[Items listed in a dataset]
◇ ◇ ◇ ◇ ◇
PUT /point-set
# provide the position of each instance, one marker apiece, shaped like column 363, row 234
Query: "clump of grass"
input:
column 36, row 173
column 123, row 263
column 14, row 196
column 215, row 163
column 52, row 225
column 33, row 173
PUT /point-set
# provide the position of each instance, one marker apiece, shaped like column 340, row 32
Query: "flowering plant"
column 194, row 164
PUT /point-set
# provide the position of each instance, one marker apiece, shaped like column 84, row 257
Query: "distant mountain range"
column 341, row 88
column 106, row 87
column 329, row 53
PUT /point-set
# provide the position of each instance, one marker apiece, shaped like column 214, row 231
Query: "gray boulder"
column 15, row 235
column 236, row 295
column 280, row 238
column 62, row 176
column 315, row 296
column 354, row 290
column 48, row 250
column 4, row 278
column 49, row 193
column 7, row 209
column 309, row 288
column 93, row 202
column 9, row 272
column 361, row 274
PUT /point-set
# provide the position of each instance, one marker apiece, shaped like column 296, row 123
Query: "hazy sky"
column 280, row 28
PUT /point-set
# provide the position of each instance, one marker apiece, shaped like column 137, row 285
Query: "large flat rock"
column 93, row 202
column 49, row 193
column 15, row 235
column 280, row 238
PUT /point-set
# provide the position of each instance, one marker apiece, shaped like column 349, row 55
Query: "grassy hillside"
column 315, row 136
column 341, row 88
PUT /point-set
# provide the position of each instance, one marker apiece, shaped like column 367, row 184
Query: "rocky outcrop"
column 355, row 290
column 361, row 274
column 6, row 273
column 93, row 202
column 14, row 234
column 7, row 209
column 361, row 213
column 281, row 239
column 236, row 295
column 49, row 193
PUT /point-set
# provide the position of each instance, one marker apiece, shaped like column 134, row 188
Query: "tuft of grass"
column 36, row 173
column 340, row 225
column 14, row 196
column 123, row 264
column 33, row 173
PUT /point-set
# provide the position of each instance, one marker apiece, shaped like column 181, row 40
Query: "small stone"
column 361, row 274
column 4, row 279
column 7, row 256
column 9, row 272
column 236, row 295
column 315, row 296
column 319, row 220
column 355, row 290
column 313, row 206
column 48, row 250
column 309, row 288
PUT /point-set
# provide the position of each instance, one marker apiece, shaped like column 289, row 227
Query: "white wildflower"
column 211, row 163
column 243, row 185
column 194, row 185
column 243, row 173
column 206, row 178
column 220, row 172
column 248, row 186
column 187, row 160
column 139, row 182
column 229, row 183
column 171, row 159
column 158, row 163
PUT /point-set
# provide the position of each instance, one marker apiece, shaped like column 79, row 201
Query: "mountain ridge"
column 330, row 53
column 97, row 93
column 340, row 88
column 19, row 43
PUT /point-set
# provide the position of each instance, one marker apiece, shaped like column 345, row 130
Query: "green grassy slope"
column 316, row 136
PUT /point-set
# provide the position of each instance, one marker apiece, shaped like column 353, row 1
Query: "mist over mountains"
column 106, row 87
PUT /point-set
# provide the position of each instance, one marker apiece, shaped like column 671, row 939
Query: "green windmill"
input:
◇ ◇ ◇ ◇ ◇
-- Written instruction --
List each line of the records above that contains the word "green".

-- Task result --
Query: "green grassy slope"
Query: "green windmill"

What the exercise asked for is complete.